### Extracted entries ###
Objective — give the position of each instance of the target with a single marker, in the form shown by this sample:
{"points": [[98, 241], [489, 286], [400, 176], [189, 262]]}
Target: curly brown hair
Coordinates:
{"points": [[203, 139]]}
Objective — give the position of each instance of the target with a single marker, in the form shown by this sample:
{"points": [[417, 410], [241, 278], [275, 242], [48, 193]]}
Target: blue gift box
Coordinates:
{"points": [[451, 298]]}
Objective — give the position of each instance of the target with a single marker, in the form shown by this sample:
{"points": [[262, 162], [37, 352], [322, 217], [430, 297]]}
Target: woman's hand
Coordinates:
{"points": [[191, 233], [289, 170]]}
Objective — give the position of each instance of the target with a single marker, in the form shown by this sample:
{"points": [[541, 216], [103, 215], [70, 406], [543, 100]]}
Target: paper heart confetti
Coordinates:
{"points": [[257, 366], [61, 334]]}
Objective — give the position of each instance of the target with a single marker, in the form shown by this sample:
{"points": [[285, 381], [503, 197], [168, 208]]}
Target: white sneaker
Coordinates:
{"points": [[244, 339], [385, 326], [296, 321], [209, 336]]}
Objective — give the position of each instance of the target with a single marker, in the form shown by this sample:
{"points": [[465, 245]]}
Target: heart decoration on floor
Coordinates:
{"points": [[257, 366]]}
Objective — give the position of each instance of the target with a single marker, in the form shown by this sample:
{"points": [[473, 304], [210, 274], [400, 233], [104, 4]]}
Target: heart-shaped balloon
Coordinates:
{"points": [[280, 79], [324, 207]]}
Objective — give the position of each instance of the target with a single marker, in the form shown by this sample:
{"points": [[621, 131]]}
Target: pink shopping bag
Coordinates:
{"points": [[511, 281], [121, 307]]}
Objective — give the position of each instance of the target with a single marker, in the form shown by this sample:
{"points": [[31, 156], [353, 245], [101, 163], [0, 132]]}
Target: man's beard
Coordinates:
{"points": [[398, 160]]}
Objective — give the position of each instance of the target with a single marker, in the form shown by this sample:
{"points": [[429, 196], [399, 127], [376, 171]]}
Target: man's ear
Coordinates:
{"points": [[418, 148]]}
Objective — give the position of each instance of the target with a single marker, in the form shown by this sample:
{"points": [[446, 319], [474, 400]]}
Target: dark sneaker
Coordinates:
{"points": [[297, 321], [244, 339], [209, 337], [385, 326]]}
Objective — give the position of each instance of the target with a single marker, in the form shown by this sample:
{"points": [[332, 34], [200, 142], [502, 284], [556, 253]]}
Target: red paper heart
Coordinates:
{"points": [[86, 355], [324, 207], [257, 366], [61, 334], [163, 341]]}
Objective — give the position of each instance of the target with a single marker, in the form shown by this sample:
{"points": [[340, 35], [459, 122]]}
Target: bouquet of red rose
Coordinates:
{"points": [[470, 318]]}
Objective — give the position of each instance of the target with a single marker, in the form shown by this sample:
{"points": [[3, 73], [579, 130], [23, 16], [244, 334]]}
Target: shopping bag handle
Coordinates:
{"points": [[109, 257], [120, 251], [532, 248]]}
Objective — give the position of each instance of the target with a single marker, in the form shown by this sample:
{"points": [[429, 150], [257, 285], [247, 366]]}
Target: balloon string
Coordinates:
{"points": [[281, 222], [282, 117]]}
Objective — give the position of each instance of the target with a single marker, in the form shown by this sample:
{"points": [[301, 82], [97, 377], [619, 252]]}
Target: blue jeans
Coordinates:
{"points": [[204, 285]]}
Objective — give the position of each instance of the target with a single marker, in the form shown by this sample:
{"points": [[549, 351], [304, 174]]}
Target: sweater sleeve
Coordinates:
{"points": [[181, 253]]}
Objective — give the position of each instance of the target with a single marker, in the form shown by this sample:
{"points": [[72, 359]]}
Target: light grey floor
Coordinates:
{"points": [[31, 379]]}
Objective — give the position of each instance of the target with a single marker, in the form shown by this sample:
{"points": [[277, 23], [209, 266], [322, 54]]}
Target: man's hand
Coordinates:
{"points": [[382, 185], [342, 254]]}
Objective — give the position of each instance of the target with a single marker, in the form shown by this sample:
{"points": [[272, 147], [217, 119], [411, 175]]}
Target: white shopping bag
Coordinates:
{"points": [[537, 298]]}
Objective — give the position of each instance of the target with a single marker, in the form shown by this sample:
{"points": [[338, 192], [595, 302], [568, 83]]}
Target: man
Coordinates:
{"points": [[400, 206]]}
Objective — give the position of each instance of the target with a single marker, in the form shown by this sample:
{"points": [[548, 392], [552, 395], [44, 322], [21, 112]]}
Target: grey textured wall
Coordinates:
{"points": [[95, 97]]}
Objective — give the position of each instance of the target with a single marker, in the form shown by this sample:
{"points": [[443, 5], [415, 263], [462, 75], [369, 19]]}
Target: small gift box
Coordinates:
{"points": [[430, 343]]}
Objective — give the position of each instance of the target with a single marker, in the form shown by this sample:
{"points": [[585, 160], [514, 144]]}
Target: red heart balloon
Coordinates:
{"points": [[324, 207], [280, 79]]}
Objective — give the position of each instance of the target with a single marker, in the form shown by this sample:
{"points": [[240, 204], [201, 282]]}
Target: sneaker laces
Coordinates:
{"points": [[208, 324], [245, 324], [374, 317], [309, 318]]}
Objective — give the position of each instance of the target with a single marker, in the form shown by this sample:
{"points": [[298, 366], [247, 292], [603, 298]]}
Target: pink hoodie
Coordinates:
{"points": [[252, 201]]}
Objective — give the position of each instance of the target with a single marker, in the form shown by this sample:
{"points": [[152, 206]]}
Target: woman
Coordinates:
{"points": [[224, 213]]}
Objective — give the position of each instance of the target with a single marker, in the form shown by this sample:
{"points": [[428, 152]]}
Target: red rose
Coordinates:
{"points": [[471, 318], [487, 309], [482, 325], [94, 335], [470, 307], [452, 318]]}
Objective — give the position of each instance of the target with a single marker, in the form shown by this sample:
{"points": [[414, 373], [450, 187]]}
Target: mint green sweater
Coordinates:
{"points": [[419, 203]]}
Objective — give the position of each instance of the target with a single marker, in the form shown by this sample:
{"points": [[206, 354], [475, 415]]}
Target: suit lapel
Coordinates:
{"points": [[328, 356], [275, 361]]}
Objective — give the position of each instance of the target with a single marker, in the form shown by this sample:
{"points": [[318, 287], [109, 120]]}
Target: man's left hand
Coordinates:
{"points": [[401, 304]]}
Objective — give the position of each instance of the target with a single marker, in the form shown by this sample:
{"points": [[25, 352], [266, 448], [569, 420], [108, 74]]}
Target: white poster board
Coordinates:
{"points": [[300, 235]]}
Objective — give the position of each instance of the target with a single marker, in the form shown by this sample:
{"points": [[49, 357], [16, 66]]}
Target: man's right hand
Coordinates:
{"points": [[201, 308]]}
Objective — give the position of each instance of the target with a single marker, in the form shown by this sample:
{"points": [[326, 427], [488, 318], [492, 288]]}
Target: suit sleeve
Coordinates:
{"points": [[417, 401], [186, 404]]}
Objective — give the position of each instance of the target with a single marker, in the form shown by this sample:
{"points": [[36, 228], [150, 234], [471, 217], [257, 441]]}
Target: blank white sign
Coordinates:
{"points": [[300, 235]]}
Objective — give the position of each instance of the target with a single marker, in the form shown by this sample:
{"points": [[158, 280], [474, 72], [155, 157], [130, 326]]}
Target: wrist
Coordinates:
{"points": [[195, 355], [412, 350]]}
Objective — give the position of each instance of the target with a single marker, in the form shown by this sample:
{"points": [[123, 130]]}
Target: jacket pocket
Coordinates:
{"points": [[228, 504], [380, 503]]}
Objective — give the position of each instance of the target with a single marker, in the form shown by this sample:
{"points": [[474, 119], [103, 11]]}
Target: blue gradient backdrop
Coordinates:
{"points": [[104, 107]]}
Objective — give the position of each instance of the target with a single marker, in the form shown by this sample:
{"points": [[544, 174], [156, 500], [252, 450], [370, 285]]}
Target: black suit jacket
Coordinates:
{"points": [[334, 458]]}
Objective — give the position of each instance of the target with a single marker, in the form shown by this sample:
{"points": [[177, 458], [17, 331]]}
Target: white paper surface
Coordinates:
###
● Objective:
Pick out every line of the records above that contains the word "rose", and copy each of those lines in full.

● Exercise answer:
Target: bouquet of red rose
Target: red rose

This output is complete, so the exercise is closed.